- PROBLEM REQUIREMENTS:
Please rewrite the listing below with "For the benchmark" swapped for "For the evaluation" everywhere it occurs, leaving everything else unchanged.

┌─ DATA SUPPLIED

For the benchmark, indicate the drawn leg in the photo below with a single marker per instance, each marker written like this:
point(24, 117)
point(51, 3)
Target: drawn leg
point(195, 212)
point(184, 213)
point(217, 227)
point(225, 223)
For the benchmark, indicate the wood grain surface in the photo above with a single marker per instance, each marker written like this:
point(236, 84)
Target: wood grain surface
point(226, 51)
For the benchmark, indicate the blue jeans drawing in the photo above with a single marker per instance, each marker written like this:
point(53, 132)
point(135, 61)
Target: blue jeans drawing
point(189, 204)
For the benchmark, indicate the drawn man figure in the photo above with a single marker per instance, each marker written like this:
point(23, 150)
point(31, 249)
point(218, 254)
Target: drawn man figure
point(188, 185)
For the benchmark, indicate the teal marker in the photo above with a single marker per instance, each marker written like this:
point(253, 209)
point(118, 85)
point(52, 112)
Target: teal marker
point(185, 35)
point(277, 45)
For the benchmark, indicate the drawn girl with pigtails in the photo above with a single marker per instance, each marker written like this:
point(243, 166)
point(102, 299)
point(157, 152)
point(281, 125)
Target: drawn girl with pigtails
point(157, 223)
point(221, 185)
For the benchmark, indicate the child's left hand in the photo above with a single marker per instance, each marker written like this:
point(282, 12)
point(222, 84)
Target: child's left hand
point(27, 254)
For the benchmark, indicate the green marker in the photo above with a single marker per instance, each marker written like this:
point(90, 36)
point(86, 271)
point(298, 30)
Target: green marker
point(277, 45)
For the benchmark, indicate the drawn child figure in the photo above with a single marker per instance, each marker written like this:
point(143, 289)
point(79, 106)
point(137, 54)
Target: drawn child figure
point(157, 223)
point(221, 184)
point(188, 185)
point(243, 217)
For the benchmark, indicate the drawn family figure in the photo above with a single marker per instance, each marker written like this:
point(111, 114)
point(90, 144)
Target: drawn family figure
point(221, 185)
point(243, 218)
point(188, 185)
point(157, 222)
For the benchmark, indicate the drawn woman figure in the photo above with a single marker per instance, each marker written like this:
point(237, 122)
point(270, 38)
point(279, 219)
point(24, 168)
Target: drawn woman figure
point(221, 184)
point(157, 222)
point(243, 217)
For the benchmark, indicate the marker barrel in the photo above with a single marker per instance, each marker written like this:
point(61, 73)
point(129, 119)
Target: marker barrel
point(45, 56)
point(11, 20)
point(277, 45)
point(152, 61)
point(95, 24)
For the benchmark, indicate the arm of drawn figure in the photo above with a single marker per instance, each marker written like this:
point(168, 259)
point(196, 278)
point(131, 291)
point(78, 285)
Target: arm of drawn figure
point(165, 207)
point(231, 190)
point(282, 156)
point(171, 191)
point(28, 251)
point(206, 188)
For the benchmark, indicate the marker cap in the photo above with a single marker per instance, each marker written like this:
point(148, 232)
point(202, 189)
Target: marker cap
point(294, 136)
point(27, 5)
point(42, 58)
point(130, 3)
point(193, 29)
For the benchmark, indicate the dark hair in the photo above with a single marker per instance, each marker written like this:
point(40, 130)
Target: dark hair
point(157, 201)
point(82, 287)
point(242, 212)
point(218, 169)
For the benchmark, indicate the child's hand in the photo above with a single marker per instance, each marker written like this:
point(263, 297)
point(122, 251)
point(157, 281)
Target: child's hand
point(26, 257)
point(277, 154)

└─

- WRITTEN ANSWER:
For the evaluation, indicate the drawn leg in the photo below with a single marker per instance, each marker written like this:
point(24, 117)
point(51, 3)
Target: drawn leg
point(195, 212)
point(184, 213)
point(217, 227)
point(225, 223)
For the evaluation, indicate the wood grain surface in the photo above with a single marker per instance, each marker written like this:
point(236, 84)
Target: wood grain surface
point(226, 51)
For the evaluation, indicate the blue jeans drawing in the photo above with a single marker per instance, each marker written like this:
point(53, 132)
point(135, 61)
Target: blue jeans drawing
point(189, 204)
For the evaluation, indicate the drawn man figure in the photo above with a single marker per instance, each marker written like this:
point(23, 150)
point(31, 249)
point(218, 254)
Target: drawn man figure
point(188, 185)
For the evaluation, indicate the teal marker in the photo above with a single marker per instance, each marker written like this:
point(253, 209)
point(118, 85)
point(52, 112)
Target: teal marker
point(185, 35)
point(277, 45)
For the evaluation, indicate the drawn girl with pigtails in the photo above with a single marker per instance, each marker written like this:
point(243, 166)
point(102, 299)
point(157, 152)
point(281, 125)
Target: drawn girl with pigtails
point(157, 223)
point(221, 185)
For the evaluation, indicate the child's left hand in the photo above with a single marker per instance, each marker written like this:
point(282, 12)
point(222, 84)
Target: child's left hand
point(27, 254)
For the evaluation, indicate the green marker in the photo above with a single marker per instance, each marker written like this:
point(90, 36)
point(86, 271)
point(298, 30)
Target: green marker
point(277, 45)
For the evaluation, indicate the drawn child figure in the photo above with a single marker per instance, each marker written like this:
point(143, 289)
point(79, 106)
point(137, 54)
Target: drawn child figure
point(157, 223)
point(221, 184)
point(188, 185)
point(243, 217)
For the evaluation, indicate the drawn family figure in the photo above with a single marker per instance, each marker written like this:
point(111, 114)
point(90, 144)
Target: drawn family figure
point(221, 185)
point(243, 218)
point(188, 185)
point(157, 222)
For the evaluation, indicate the drawn woman figure in the photo above with a single marker per instance, each marker written like this:
point(237, 122)
point(270, 38)
point(279, 219)
point(24, 168)
Target: drawn woman figure
point(221, 184)
point(157, 222)
point(243, 217)
For the evaluation, indicate the marker barrel in the photo above with a single marker per instance, each marker written like this:
point(61, 73)
point(129, 119)
Target: marker barrel
point(45, 56)
point(11, 20)
point(277, 45)
point(152, 61)
point(95, 24)
For the evaluation, indicate the arm of drawn figure in the photo above with a single marker per instance, each marker written like this:
point(168, 259)
point(196, 278)
point(131, 291)
point(78, 285)
Target: arm of drawn figure
point(165, 207)
point(231, 190)
point(282, 156)
point(171, 191)
point(28, 251)
point(206, 188)
For the evaluation, indicate the marker cap in the photo above with a single marker per instance, each marker written like this:
point(148, 232)
point(202, 189)
Target: marker cap
point(294, 136)
point(27, 5)
point(42, 58)
point(130, 3)
point(193, 29)
For the evaluation, indicate the dark hair in the photo above with a single marker per instance, each marker written like this:
point(40, 130)
Target: dark hair
point(157, 201)
point(82, 287)
point(242, 212)
point(218, 169)
For the evaluation, indicate the child's hand in the photo above with a single marker per instance, each marker written like this:
point(263, 297)
point(122, 251)
point(157, 281)
Target: child's hand
point(26, 257)
point(277, 154)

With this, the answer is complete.